■ **Testo estratto**
Tumore al seno metastatico: convivere con la malattia. La storia di Alice
— di Ilaria Coro
La scoperta di un nodulo al seno durante l’università, poi un lunghissimo sospiro di sollievo. Fino a quando a 34 anni il tumore corre così veloce da raggiungere anche le ossa. Una diagnosi che ribalta la visione della vita proiettando Alice in un futuro legato a doppio filo a farmaci e a ospedali. Uno in particolare: il Policlinico di Milano, dove alla Breast Unit Alice ha incontrato specialisti che le hanno spiegato come la ricerca dia la speranza di poter guardare oltre le statistiche.
La diagnosi
Per Alice la prevenzione è la regola: la pratica dal 2009, dall’età di 21 anni quando si è accorta di un piccolo nodulo al seno. In breve tempo, ha fatto visite ed esami, tra cui anche un agoaspirato risultato negativo per la ricerca di cellule tumorali maligne. “Da allora ho continuato i controlli, facendo l’ecografia al seno ogni anno. Fino al 2022, quando la radiologa si è accorta che il nodulo aveva sviluppato una forma ‘strana’ e che era necessario fare ulteriori approfondimenti” racconta Alice “A quel punto mi sono subito rivolta alla Clinica Mangiagalli del Policlinico di Milano”. Un ospedale che Alice conosce bene, perché da diversi anni ci lavora. Alla Mangiagalli - gli specialisti da sempre in prima linea per la diagnosi e la cura del tumore al seno - “la biopsia ha confermato il sospetto iniziale e altri esami hanno mostrato come il tumore si fosse già esteso anche in altre parti del corpo con alcune metastasi ossee. Iniziare subito la terapia mi ha permesso di bloccarne la diffusione e di ridurre le lesioni”.

■ **Compiti da svolgere**
A. Trascrivi dall'articolo sulla storia di Alice il passo che comincia con "Tumore al seno metastatico: convivere" e prosegue fino a "oltre le statistiche.".
B. Nell'articolo sulla storia di Alice, a quale struttura si è rivolta Alice dopo che la radiologa aveva notato la forma "strana" del nodulo?
C. Scrivi il seguito dell'articolo sulla storia di Alice, cominciando subito dopo l'ultima frase riportata.

■ **Dati forniti**

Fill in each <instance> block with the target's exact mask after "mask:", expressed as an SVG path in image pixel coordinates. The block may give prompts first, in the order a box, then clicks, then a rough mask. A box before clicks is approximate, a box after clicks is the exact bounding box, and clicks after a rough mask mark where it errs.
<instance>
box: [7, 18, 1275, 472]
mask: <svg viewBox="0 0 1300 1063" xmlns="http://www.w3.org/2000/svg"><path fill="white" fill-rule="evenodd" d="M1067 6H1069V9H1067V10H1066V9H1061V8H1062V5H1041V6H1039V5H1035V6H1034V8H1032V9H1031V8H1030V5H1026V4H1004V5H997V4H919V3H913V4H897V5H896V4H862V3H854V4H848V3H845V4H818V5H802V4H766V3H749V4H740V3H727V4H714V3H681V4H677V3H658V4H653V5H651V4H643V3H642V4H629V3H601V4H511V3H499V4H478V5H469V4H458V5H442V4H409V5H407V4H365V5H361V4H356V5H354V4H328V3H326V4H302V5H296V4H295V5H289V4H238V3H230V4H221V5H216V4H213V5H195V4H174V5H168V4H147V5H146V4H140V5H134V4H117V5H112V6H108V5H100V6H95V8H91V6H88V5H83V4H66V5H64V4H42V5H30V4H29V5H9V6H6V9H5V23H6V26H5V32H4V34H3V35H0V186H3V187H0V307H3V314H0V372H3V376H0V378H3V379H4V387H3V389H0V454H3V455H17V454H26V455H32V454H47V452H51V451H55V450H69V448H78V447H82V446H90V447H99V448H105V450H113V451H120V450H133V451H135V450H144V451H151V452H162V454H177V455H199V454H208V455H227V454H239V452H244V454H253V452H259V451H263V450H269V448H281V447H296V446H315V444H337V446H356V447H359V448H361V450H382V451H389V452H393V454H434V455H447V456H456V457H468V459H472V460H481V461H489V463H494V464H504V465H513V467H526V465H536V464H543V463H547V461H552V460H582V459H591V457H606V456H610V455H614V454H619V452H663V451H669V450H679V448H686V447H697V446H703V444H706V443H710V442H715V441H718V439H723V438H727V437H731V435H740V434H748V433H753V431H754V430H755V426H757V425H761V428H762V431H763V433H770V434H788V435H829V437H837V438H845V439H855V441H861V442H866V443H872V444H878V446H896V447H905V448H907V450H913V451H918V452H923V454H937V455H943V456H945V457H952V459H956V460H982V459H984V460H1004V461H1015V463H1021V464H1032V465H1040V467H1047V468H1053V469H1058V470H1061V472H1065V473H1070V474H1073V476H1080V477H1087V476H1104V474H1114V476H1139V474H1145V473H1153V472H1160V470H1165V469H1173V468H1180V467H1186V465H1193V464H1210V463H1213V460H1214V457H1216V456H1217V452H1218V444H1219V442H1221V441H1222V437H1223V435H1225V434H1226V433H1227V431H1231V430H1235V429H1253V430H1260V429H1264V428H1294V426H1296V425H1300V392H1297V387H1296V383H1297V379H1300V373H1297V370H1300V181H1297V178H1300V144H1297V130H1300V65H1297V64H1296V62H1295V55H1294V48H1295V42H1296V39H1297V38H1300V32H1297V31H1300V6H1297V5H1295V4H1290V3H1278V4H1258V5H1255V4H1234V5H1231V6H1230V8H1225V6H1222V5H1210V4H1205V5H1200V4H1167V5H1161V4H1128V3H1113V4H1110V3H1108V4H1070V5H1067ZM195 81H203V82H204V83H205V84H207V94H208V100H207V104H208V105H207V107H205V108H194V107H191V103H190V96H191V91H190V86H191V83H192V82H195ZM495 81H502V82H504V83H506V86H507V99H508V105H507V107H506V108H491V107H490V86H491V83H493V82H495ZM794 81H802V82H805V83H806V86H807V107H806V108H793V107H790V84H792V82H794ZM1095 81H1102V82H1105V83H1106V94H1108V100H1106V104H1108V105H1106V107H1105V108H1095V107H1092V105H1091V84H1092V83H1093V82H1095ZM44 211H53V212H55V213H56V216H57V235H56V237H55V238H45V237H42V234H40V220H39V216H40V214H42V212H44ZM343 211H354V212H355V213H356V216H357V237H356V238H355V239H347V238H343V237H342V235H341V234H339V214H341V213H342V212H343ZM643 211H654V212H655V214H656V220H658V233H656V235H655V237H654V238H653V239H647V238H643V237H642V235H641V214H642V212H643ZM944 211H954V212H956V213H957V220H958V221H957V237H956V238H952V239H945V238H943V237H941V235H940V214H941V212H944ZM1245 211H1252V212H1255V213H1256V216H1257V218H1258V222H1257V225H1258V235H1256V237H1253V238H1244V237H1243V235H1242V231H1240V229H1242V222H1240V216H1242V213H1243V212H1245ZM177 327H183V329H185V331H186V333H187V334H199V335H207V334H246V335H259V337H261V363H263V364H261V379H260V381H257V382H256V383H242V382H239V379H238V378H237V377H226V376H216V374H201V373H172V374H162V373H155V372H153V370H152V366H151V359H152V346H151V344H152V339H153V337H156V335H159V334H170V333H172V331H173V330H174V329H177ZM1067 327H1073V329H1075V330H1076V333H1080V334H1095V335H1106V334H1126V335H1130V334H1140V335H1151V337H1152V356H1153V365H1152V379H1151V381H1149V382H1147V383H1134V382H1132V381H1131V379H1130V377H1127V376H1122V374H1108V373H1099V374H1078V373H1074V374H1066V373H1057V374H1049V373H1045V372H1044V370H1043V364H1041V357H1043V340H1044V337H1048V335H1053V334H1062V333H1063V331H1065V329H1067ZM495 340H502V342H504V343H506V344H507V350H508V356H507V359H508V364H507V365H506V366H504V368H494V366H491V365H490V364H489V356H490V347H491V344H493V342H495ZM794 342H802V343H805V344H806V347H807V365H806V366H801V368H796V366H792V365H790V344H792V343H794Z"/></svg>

■ **Elenco delle risposte**
A.
Tumore al seno metastatico: convivere con la malattia. La storia di Alice
— di Ilaria Coro
La scoperta di un nodulo al seno durante l’università, poi un lunghissimo sospiro di sollievo. Fino a quando a 34 anni il tumore corre così veloce da raggiungere anche le ossa. Una diagnosi che ribalta la visione della vita proiettando Alice in un futuro legato a doppio filo a farmaci e a ospedali. Uno in particolare: il Policlinico di Milano, dove alla Breast Unit Alice ha incontrato specialisti che le hanno spiegato come la ricerca dia la speranza di poter guardare oltre le statistiche.

B. Alla Clinica Mangiagalli del Policlinico di Milano.

C.
Vivere con la malattia
Grazie ai progressi della medicina, infatti, gli effetti collaterali si sono ridotti notevolmente. “La cura che sto seguendo mi consente di fare la vita di una persona normale della mia età senza grossi problemi. A livello fisico non mi sembra di essere malata perché effettivamente non ho sintomi particolari” spiega Alice “L’impatto della diagnosi è stato molto forte, ha cambiato la prospettiva della mia vita, di una persona di 34 anni, che improvvisamente si sente restringere il suo futuro perché, a livello statistico, il suo tempo è più limitato rispetto ad altri. Un avvenire più faticoso, in cui diventa fondamentale l’esercizio di rimanere ancorati al presente senza pensare troppo in là perché altrimenti sarebbe come affacciarsi sul vuoto e avere la sensazione di essere risucchiati da un vortice. Ancora più che nel corpo, il vero cambiamento è stato a livello psicologico”.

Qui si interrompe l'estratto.